══ DOCUMENT PASSAGE ══

My thanks to Matthew d’Ancona for his excellent article differentiating patriotism from nationalism (“The Lionesses’ vision of England is worlds away from the Tories’ ugly variant”, TNE #353).
I read it on the same day the nationalist leader of a country with which we’re apparently about to do a landmark trade deal landed a spacecraft on the moon while tens of millions of his countryfolk live in abject poverty. Mind you, the UK is spending billions on a vanity project to marginally improve travel times while millions can’t afford to get from A to B, and makes nationalistic claims to be world-beating in most other areas while refusing to countenance the obvious steps to improve the lives of its citizens. So who are we to criticise…?
Phil Green
Brilliant article by Matthew d’Ancona, a must-read. Redefining patriotism is something Keir Starmer should do. Some on the left will roll their eyes, but I want to be proud of a forward-looking, multicultural country that understands its place and responsibilities in the modern world and can be critical of its past while also respecting it.
Lisa Walton
Heavy mob
In “The prosecutor’s dream” (TNE #354) Bonnie Greer links Donald Trump to the gangster Rico in Little Caesar. Judging by the size of Trump in recent photos, I would suggest that while he is still free to dine out he orders a little caesar salad rather than the triple cheeseburgers he’s evidently been gorging on between failed attempts to win back power.
Chris Brooks
PPE lesson
Thanks very much for the article about Michelle Mone and the yacht (“Stop this boat”, TNE #353). But what about other Tory-recommended suppliers and their PPE contracts?
There’s enough material there for a six-month series with details of what was supplied, how much was duff and thrown away or resold in the third world; what they spent their windfalls on; how many have been ennobled etc. Don’t leave it all to Private Eye!
Mike Hodson
Sheffield, South Yorkshire
Good trip
May I confirm wholeheartedly Patience Wheatcroft’s analysis (“Brexit is killing off the school trip”, TNE #353) of the loss of cultural, linguistic and educational benefits of foreign exchanges? I became a teacher of French, largely because I had benefited from individual exchanges from the age of 12. I then took my first school trip to France in my first year of teaching. Every pupil gained an insight into the life of their French peers, and the whole culture.
Brexit has accentuated the crash in exchanges and confirmed the fall in A-level language learning, the closure of modern foreign language departments, and thereby an inability to understand or cooperate with the culture of other nationalities.

═══
══ DATA SUPPLIED ══

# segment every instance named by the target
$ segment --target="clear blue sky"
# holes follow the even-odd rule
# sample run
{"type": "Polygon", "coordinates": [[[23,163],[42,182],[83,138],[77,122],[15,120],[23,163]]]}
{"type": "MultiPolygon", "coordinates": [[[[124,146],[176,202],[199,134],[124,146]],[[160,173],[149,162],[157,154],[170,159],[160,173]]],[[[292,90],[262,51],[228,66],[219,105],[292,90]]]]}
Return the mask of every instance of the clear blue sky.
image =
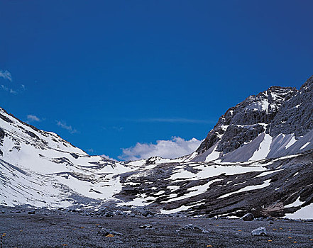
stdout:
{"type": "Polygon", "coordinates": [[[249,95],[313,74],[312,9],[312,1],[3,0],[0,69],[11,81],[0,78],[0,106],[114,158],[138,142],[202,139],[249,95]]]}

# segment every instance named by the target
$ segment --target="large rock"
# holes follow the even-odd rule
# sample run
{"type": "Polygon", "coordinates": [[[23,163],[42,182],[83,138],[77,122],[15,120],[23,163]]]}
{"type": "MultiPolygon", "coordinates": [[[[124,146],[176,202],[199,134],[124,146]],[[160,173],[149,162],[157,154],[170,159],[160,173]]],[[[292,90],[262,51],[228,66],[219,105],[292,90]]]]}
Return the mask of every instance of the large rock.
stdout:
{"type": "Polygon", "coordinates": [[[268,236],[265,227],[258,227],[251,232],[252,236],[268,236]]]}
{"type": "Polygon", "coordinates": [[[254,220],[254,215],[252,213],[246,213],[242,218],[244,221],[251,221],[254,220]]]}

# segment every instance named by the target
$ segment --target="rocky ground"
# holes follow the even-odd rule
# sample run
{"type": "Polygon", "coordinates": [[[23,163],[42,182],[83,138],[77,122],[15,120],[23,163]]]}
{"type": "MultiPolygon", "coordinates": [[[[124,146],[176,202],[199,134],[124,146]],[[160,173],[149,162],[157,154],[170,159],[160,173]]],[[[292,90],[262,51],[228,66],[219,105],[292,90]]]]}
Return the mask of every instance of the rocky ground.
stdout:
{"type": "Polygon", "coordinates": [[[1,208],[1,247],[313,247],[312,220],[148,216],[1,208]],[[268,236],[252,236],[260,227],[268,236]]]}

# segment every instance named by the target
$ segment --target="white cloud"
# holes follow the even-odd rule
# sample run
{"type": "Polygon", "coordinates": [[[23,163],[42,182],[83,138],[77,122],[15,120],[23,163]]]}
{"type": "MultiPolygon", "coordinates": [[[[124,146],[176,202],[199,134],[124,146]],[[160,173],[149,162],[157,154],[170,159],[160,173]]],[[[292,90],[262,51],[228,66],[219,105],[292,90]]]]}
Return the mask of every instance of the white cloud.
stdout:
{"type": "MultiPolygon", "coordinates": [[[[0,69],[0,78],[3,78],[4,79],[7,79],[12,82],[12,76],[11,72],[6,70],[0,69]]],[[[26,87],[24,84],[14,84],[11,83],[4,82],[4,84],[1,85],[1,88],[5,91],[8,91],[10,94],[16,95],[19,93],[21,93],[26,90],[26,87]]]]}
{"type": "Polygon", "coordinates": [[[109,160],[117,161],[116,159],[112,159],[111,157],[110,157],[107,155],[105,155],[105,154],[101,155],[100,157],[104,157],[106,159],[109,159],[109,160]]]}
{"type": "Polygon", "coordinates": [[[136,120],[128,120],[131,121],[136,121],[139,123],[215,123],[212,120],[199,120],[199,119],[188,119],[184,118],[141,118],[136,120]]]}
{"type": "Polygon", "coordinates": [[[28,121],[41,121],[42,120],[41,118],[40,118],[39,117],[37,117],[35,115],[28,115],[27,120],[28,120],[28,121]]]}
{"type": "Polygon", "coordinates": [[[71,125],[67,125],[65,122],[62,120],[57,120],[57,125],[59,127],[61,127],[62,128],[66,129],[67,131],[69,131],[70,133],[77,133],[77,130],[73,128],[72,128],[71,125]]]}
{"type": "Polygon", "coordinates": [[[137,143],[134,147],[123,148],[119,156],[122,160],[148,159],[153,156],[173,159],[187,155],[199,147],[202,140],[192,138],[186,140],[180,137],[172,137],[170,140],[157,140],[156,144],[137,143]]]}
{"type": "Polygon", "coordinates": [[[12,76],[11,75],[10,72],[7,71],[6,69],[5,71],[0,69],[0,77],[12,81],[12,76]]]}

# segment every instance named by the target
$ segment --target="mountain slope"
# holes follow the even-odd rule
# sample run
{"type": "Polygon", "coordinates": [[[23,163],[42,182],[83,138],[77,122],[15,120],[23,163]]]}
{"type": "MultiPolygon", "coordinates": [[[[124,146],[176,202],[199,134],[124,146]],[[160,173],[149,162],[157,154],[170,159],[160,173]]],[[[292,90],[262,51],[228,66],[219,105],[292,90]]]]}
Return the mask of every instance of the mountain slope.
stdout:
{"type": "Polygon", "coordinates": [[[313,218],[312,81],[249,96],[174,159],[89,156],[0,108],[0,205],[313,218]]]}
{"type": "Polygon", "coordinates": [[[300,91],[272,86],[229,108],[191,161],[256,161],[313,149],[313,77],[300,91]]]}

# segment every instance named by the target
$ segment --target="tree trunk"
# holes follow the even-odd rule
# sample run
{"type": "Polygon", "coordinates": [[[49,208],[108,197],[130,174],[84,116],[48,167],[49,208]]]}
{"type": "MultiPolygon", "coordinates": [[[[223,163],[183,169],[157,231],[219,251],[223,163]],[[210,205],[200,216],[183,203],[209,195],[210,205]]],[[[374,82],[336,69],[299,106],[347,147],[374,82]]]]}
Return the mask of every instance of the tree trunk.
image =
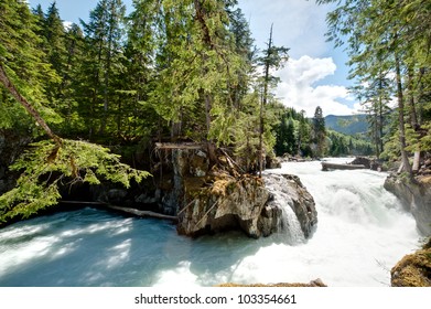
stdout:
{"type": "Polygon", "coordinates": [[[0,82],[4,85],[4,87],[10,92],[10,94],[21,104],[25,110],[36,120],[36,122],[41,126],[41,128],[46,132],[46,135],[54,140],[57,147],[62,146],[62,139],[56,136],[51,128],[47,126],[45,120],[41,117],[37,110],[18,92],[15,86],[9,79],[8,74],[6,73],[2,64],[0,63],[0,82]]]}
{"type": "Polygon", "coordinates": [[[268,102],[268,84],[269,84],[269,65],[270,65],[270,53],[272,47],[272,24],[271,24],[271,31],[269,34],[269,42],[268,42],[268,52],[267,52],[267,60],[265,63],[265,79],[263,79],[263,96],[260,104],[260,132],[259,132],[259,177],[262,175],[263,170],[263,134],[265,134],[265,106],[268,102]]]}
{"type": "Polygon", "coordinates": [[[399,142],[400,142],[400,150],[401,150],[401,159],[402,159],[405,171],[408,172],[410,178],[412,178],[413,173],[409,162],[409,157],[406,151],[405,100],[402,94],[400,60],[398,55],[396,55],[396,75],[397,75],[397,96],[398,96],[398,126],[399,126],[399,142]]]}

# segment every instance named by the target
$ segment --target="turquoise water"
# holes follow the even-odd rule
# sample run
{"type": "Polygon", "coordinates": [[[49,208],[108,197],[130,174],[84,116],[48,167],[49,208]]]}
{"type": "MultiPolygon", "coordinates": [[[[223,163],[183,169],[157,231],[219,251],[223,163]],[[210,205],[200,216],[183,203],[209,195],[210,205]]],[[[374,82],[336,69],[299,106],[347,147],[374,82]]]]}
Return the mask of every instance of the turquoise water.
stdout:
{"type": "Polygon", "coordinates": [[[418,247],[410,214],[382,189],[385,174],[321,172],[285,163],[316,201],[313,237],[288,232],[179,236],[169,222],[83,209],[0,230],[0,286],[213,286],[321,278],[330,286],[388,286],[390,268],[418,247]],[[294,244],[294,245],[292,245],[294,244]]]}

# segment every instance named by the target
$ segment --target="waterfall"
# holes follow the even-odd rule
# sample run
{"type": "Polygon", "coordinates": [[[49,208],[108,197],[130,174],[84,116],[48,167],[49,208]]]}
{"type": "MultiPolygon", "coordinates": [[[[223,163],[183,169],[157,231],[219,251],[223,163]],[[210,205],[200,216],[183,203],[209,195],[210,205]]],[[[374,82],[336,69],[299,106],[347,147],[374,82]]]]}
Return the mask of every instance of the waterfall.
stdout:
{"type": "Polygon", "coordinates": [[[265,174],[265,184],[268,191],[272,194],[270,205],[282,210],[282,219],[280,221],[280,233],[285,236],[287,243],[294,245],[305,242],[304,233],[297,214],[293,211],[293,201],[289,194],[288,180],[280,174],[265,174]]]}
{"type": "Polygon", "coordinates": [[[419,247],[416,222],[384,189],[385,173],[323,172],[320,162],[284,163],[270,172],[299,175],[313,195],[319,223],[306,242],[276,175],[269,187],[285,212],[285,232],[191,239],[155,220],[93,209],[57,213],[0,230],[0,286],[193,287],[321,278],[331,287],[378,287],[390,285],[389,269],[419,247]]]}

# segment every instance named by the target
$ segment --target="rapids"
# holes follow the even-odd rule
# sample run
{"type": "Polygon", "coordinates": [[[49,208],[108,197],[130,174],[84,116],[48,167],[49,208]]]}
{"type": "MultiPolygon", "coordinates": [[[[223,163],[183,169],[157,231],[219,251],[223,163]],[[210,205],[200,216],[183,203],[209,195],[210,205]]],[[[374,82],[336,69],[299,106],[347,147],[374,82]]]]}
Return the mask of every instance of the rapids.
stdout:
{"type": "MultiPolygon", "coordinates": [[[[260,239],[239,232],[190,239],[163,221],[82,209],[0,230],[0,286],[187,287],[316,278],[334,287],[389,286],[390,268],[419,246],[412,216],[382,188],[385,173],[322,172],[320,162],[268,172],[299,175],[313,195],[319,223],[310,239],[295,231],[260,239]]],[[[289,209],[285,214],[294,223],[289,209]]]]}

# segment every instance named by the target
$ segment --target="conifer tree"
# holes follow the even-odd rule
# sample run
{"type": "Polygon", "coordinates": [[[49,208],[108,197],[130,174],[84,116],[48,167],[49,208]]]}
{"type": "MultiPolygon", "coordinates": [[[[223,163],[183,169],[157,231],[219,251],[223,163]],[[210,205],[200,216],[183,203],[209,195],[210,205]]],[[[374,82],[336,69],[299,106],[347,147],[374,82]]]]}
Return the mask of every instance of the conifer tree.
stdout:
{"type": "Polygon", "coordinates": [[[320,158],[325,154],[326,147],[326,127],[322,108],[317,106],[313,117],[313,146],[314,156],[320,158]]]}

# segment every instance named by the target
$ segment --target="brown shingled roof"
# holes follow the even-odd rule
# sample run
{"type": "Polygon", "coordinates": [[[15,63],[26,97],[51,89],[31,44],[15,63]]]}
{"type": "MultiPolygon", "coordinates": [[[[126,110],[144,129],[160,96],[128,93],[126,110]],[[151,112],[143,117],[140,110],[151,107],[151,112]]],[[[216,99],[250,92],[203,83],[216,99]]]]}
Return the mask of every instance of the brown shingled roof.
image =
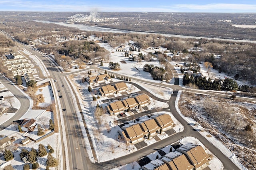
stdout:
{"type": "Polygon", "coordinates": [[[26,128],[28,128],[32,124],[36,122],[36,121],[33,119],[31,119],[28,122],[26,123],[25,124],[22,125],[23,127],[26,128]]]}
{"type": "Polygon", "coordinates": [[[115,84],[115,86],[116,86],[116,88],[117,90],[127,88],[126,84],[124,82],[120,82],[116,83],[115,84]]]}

═══

**REQUIRED ACTIONS:**
- a) Retype the readers' letters from "Mike Hodson" up to and including "of other nationalities.".
- b) Show every line in the entries that contains the string "turquoise".

**OUTPUTS:**
- a)
Mike Hodson
Sheffield, South Yorkshire
Good trip
May I confirm wholeheartedly Patience Wheatcroft’s analysis (“Brexit is killing off the school trip”, TNE #353) of the loss of cultural, linguistic and educational benefits of foreign exchanges? I became a teacher of French, largely because I had benefited from individual exchanges from the age of 12. I then took my first school trip to France in my first year of teaching. Every pupil gained an insight into the life of their French peers, and the whole culture.
Brexit has accentuated the crash in exchanges and confirmed the fall in A-level language learning, the closure of modern foreign language departments, and thereby an inability to understand or cooperate with the culture of other nationalities.

- b)
$ segment --target="turquoise water"
Return the mask of every instance of the turquoise water.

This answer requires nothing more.